In the data below, find the lines containing "instance" and say how many there are, nothing more.

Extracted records
__________________________________________________

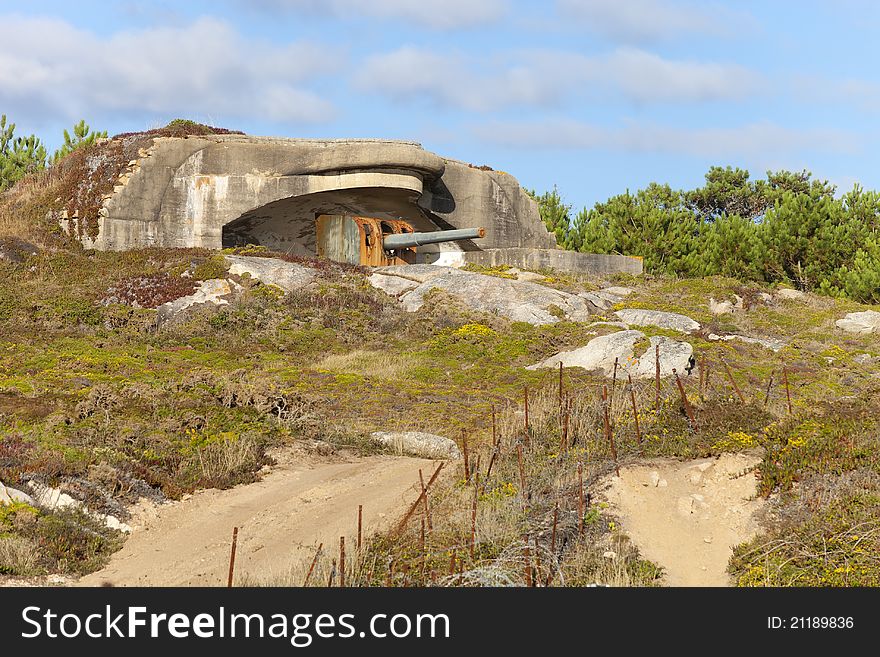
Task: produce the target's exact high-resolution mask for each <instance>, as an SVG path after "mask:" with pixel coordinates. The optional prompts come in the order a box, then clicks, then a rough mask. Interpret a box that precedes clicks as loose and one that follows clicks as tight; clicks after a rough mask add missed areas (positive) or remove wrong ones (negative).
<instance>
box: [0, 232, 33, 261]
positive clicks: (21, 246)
mask: <svg viewBox="0 0 880 657" xmlns="http://www.w3.org/2000/svg"><path fill="white" fill-rule="evenodd" d="M38 251H39V249H37V247H36V246H34V245H33V244H31V243H30V242H25V241H24V240H22V239H18V238H17V237H4V238H2V239H0V263H9V264H11V265H20V264H22V263H23V262H25V261H26V260H27V259H28V258H30V257H32V256H35V255H37V253H38Z"/></svg>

__________________________________________________

WRITTEN ANSWER:
2